[Opening Material supplied section]

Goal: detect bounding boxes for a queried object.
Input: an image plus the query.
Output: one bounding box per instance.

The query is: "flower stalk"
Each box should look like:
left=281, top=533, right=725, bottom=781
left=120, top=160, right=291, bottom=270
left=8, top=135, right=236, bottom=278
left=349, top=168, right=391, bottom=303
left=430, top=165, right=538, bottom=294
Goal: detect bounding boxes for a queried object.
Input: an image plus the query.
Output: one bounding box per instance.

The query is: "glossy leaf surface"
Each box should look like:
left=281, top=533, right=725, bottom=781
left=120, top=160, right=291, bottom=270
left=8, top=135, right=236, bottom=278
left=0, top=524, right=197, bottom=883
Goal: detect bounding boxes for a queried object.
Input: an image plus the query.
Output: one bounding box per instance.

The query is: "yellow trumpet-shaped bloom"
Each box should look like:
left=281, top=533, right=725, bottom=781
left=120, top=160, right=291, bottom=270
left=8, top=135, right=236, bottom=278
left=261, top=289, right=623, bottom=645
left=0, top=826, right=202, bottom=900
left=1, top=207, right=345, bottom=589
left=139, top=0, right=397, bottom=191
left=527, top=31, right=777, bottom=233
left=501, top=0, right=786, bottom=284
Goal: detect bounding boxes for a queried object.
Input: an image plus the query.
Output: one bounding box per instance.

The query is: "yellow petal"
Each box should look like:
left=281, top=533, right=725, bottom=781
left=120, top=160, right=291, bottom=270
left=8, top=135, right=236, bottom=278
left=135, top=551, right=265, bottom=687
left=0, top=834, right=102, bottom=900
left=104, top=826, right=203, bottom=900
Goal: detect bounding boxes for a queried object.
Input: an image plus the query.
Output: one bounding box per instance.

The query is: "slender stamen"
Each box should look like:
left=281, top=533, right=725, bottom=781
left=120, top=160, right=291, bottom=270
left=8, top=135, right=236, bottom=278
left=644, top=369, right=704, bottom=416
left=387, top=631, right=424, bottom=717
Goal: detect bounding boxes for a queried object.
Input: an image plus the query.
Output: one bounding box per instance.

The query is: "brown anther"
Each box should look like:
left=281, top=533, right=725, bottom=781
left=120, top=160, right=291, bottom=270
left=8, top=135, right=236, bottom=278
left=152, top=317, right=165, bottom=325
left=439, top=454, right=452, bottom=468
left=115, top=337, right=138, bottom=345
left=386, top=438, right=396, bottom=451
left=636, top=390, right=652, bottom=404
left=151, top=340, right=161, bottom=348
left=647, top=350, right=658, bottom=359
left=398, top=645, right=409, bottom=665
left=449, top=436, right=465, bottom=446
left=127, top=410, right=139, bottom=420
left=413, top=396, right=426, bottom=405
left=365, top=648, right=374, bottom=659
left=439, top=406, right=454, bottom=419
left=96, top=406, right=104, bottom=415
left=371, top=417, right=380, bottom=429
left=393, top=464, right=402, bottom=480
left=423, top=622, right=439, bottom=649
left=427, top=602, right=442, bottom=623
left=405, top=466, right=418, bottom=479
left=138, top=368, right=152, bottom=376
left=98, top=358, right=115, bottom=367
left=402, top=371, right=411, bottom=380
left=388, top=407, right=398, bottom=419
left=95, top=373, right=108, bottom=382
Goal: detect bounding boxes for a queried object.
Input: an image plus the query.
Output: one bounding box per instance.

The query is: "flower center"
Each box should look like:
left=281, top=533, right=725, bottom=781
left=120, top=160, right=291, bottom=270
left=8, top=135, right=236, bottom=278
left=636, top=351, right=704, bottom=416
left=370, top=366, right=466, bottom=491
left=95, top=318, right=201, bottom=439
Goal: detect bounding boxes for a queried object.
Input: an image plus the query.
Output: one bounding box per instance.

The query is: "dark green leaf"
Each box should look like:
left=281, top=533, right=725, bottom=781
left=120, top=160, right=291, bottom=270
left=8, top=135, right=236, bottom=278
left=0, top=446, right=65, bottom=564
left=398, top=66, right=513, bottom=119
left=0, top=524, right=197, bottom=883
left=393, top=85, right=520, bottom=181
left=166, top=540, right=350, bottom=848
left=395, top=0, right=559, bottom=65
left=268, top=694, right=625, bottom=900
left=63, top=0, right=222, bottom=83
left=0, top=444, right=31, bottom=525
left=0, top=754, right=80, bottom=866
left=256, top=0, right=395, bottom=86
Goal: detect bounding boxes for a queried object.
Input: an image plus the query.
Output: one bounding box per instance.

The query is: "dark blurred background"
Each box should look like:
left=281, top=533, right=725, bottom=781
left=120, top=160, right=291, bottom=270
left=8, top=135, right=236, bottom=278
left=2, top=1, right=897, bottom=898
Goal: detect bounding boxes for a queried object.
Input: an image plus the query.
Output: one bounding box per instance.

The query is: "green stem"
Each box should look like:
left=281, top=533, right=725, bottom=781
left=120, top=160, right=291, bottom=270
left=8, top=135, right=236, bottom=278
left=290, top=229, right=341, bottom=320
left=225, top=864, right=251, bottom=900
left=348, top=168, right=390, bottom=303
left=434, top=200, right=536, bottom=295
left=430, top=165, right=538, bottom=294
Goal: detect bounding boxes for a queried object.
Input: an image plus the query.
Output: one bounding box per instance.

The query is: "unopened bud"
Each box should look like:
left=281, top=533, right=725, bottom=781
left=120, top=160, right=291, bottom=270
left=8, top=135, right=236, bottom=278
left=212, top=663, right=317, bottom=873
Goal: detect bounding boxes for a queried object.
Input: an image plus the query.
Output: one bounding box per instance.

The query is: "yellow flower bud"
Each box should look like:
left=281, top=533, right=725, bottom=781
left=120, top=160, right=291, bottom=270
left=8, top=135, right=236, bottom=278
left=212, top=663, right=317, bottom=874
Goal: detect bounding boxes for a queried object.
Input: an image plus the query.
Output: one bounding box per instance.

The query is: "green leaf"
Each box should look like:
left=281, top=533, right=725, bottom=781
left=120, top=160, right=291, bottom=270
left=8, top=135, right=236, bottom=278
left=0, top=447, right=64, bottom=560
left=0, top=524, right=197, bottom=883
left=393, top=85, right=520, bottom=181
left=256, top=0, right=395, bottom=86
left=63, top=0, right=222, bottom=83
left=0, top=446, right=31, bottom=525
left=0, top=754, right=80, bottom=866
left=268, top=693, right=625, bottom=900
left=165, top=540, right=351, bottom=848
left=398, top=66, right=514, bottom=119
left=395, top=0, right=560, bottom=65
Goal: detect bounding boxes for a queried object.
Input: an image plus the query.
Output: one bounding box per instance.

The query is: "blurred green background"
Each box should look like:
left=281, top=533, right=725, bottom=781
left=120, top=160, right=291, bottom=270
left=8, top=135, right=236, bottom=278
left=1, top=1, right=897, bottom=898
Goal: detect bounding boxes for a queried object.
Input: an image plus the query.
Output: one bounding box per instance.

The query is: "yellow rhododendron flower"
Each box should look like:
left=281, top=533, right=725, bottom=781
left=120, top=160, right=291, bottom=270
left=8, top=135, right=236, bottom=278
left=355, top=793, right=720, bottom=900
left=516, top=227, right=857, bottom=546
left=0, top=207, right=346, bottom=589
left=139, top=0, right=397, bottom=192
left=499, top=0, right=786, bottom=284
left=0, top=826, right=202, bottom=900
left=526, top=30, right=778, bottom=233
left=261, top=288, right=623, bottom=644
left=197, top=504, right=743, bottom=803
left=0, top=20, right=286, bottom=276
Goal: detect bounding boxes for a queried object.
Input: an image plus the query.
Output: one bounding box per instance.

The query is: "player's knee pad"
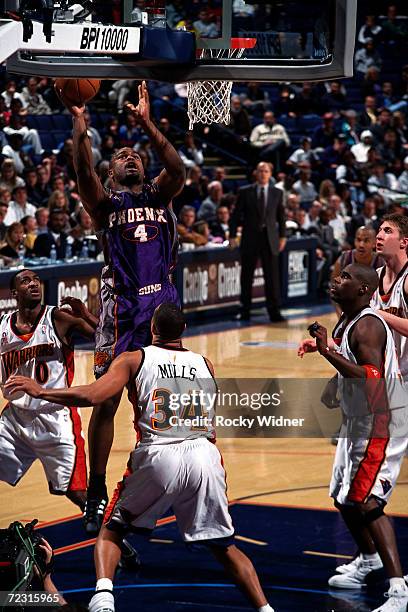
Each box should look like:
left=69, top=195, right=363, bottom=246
left=362, top=505, right=385, bottom=526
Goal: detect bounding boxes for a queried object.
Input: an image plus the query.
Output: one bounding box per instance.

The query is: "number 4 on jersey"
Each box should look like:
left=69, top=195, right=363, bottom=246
left=134, top=224, right=148, bottom=242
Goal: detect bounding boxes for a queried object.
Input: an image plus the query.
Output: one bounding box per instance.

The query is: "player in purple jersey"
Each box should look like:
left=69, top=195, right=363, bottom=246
left=66, top=80, right=185, bottom=534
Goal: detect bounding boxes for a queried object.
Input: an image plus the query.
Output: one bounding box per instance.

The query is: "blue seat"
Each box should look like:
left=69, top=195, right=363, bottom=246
left=52, top=115, right=72, bottom=130
left=296, top=115, right=321, bottom=131
left=34, top=115, right=53, bottom=131
left=39, top=132, right=54, bottom=151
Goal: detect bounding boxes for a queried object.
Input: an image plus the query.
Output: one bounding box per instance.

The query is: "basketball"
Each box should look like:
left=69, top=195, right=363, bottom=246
left=54, top=78, right=100, bottom=107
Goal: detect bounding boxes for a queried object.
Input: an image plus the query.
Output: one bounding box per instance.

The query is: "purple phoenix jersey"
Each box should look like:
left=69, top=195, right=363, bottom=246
left=94, top=182, right=180, bottom=377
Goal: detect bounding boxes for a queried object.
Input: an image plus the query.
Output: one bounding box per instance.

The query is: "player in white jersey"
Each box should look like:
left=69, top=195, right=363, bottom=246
left=301, top=264, right=408, bottom=612
left=370, top=214, right=408, bottom=377
left=6, top=303, right=275, bottom=612
left=0, top=268, right=97, bottom=509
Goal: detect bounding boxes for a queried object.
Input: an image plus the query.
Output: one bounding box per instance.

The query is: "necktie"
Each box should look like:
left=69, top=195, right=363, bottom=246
left=259, top=187, right=266, bottom=226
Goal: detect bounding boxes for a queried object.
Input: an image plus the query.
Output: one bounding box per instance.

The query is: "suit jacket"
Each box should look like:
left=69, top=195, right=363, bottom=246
left=231, top=182, right=285, bottom=255
left=33, top=231, right=68, bottom=259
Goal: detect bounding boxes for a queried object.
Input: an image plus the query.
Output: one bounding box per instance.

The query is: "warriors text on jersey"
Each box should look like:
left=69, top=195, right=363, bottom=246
left=370, top=263, right=408, bottom=377
left=130, top=345, right=217, bottom=445
left=0, top=305, right=74, bottom=411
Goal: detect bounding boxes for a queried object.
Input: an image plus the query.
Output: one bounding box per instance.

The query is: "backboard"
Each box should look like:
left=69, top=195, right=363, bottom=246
left=3, top=0, right=357, bottom=82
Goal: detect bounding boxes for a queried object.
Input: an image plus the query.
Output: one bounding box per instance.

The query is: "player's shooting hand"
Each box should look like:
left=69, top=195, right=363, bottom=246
left=124, top=81, right=150, bottom=125
left=4, top=375, right=42, bottom=398
left=297, top=338, right=317, bottom=358
left=309, top=323, right=329, bottom=354
left=53, top=83, right=85, bottom=116
left=60, top=296, right=87, bottom=318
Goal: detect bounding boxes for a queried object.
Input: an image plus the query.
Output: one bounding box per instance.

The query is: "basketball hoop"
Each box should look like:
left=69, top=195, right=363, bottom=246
left=187, top=37, right=256, bottom=130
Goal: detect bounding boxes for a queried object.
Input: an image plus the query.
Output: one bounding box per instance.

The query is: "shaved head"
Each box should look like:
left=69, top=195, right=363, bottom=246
left=346, top=263, right=379, bottom=294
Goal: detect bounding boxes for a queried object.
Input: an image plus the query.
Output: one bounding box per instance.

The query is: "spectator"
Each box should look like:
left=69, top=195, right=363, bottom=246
left=84, top=111, right=102, bottom=150
left=20, top=77, right=52, bottom=115
left=48, top=189, right=70, bottom=214
left=371, top=107, right=393, bottom=142
left=308, top=208, right=340, bottom=289
left=397, top=156, right=408, bottom=192
left=108, top=79, right=133, bottom=110
left=4, top=185, right=36, bottom=225
left=321, top=81, right=348, bottom=116
left=274, top=173, right=295, bottom=207
left=33, top=208, right=70, bottom=259
left=1, top=79, right=24, bottom=108
left=0, top=205, right=7, bottom=242
left=197, top=181, right=223, bottom=221
left=378, top=128, right=404, bottom=172
left=274, top=85, right=297, bottom=117
left=359, top=95, right=378, bottom=128
left=192, top=220, right=211, bottom=245
left=157, top=117, right=178, bottom=145
left=118, top=112, right=142, bottom=148
left=0, top=159, right=25, bottom=192
left=229, top=96, right=252, bottom=139
left=357, top=15, right=382, bottom=45
left=351, top=130, right=375, bottom=163
left=361, top=65, right=383, bottom=99
left=177, top=205, right=208, bottom=246
left=3, top=112, right=43, bottom=155
left=354, top=40, right=382, bottom=76
left=0, top=187, right=12, bottom=207
left=336, top=151, right=363, bottom=201
left=0, top=221, right=25, bottom=261
left=347, top=197, right=379, bottom=241
left=321, top=134, right=349, bottom=175
left=193, top=9, right=219, bottom=38
left=307, top=200, right=323, bottom=229
left=249, top=111, right=290, bottom=172
left=319, top=179, right=336, bottom=206
left=35, top=207, right=49, bottom=234
left=287, top=137, right=317, bottom=167
left=381, top=4, right=408, bottom=49
left=293, top=82, right=322, bottom=116
left=178, top=132, right=204, bottom=168
left=3, top=131, right=31, bottom=173
left=34, top=164, right=53, bottom=205
left=210, top=205, right=231, bottom=241
left=328, top=194, right=349, bottom=248
left=367, top=160, right=399, bottom=195
left=341, top=110, right=360, bottom=146
left=239, top=82, right=270, bottom=114
left=293, top=162, right=317, bottom=206
left=173, top=165, right=208, bottom=216
left=311, top=112, right=337, bottom=149
left=21, top=214, right=38, bottom=250
left=70, top=207, right=101, bottom=258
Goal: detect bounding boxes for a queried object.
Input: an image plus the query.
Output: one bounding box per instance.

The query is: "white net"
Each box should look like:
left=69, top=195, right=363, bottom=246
left=187, top=46, right=245, bottom=130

[Closing Material supplied section]

What you need to do>
Filter the records above down to the lines containing "purple".

Reply to the exercise>
The query is: "player in purple jersey"
The query is: "purple phoenix jersey"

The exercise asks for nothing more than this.